(Beginning of Task inputs)

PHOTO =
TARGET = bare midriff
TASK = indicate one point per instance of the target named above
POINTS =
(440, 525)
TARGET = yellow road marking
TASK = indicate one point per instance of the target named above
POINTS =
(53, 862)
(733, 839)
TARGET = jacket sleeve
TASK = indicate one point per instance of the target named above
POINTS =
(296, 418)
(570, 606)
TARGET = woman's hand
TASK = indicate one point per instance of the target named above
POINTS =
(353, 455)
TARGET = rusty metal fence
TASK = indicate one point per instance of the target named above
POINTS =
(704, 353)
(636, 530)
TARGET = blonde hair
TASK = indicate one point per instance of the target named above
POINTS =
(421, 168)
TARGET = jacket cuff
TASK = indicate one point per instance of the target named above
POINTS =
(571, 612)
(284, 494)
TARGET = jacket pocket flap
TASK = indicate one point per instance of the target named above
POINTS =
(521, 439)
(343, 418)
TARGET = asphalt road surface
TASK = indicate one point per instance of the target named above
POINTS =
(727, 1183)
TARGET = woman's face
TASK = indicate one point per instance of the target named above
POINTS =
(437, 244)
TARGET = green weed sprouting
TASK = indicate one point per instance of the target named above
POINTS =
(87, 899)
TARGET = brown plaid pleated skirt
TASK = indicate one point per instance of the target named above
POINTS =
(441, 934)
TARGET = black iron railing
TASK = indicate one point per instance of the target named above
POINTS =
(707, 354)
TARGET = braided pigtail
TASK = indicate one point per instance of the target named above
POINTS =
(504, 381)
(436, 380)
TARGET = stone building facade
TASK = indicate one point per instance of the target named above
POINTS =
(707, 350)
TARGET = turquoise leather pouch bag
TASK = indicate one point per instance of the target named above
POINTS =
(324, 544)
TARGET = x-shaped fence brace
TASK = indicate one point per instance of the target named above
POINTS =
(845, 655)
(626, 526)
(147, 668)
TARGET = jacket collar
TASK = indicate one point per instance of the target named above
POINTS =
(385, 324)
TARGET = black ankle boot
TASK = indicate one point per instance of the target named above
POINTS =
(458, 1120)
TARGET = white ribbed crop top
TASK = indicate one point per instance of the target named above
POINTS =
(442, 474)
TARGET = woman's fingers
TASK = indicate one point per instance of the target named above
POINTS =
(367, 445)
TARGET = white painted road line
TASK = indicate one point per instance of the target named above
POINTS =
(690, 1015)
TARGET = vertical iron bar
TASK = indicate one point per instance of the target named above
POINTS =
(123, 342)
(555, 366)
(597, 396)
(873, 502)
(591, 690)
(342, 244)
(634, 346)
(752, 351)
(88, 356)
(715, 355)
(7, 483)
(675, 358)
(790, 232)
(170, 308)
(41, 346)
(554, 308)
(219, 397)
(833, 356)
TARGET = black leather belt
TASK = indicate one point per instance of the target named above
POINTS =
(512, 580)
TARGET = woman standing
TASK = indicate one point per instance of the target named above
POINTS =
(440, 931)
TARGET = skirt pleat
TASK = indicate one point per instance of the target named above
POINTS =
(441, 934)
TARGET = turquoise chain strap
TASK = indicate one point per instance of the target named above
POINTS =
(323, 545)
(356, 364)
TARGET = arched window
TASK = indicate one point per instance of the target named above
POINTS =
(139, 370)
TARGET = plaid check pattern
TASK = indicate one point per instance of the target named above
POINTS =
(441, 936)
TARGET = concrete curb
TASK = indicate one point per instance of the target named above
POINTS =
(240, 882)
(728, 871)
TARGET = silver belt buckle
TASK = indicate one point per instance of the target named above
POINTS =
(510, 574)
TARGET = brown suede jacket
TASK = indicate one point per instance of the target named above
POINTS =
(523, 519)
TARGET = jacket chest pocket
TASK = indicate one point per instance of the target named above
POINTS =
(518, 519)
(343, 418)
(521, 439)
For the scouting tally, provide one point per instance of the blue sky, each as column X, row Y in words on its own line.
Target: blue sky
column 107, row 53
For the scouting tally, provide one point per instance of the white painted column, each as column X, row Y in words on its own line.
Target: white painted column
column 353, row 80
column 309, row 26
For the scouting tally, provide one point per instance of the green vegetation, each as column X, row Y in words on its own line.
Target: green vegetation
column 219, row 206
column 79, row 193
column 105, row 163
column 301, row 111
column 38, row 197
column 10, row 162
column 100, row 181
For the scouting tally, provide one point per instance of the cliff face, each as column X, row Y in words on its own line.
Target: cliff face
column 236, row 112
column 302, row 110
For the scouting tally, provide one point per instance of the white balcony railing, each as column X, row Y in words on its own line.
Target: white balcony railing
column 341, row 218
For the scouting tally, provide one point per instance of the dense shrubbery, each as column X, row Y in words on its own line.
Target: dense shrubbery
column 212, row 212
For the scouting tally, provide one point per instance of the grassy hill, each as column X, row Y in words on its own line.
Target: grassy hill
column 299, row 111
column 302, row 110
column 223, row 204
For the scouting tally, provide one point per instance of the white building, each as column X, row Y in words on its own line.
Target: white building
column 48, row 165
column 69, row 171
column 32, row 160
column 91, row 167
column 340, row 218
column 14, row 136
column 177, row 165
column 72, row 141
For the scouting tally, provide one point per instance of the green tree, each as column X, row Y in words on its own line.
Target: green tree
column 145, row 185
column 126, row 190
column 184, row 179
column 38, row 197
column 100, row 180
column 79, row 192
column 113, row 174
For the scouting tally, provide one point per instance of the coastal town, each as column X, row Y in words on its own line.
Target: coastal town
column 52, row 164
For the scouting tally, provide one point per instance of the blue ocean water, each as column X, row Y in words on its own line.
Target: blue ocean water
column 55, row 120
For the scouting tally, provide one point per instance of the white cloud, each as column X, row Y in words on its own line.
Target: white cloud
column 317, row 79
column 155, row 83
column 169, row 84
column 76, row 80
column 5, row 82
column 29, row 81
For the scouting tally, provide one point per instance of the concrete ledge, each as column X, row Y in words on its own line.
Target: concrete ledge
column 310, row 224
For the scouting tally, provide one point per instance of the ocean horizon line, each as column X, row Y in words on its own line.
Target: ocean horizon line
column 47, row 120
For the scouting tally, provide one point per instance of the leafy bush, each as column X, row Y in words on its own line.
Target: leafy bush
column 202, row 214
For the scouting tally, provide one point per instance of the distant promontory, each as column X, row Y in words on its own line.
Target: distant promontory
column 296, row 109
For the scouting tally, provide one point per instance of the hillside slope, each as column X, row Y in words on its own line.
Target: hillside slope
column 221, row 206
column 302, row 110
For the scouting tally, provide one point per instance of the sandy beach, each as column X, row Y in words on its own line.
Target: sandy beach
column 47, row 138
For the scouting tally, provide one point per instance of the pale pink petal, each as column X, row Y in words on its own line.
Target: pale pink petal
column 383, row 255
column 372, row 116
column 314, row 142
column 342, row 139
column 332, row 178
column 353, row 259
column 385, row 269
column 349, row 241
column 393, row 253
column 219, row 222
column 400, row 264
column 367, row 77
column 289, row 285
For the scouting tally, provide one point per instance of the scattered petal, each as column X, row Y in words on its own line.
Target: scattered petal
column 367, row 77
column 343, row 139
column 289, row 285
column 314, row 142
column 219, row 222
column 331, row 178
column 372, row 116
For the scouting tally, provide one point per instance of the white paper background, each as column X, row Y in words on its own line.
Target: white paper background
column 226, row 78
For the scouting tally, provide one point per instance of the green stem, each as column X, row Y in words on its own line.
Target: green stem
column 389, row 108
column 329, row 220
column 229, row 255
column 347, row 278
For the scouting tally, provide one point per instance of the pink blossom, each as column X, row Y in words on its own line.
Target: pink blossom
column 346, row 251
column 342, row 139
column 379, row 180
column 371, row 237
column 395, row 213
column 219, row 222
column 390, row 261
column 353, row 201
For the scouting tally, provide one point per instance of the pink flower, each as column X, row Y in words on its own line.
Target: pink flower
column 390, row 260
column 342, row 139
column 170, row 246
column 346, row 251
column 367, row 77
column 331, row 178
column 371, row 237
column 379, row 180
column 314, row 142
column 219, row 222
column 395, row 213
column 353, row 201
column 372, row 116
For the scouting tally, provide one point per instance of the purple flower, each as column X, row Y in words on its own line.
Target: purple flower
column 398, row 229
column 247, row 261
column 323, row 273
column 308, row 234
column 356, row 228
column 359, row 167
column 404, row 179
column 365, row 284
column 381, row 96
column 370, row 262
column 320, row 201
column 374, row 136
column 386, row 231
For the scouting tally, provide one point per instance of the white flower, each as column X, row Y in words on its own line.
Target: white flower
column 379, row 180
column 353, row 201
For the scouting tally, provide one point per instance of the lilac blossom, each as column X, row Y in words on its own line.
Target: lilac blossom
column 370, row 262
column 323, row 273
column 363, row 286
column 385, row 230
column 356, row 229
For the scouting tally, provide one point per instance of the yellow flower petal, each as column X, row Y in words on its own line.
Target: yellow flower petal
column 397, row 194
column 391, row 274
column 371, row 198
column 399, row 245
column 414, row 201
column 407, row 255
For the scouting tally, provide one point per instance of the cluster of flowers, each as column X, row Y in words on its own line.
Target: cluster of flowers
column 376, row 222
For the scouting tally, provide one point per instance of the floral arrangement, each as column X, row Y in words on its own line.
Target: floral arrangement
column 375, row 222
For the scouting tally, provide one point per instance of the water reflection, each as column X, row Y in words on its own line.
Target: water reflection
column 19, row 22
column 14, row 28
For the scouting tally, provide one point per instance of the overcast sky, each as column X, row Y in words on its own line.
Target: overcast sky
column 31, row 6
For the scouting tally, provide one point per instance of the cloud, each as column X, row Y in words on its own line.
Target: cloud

(End of Task inputs)

**What to work on:** Once you have counted the lines above that hold the word "black", report only that total.

**Task answer:** 3